**TASK PROMPT**. Exactly reproduce the line that contains "Task: spot one point per instance of the grassy" and all lines after it in the entries below, through the very last line.

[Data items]

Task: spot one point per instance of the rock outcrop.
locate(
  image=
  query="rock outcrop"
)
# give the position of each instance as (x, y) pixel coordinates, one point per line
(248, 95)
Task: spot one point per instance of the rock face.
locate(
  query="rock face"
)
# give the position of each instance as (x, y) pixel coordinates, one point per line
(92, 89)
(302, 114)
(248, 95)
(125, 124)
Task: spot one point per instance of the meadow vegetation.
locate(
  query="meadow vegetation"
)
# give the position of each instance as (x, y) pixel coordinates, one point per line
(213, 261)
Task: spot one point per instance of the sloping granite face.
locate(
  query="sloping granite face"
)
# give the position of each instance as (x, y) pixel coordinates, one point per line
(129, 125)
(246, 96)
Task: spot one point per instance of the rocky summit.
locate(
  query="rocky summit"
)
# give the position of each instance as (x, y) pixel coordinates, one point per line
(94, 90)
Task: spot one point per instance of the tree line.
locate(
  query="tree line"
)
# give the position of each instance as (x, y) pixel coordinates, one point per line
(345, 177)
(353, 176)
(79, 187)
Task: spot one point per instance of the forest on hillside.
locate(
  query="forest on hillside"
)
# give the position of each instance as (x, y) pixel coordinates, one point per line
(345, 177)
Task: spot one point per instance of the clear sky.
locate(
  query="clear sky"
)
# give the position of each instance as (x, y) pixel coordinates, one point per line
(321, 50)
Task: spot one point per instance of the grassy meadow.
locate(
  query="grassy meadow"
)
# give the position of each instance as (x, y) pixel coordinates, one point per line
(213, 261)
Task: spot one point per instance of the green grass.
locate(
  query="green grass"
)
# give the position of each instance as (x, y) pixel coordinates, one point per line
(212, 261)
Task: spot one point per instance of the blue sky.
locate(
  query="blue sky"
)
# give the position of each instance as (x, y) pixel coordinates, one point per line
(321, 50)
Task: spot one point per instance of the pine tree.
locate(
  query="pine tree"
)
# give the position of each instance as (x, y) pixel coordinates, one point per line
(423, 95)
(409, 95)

**ANSWER TO THE EXERCISE**.
Task: spot one point per instance of the grassy meadow.
locate(
  query="grassy meadow"
)
# give the position of each instance as (x, y) pixel coordinates, one point per line
(213, 261)
Task: spot one point per instance of the green grass.
locate(
  query="green grass"
)
# give the position of each instance as (x, y) pixel coordinates, one point per line
(212, 261)
Task: spot one point per instance of the blue sky.
locate(
  query="blue sky"
)
# give the position of each instance as (x, y) pixel coordinates, one point per line
(321, 50)
Task: spot one point per instance of the pine tree.
locate(
  query="pine tree"
)
# give the position of each instance as (x, y) pixel coordinates, one point per line
(423, 95)
(409, 95)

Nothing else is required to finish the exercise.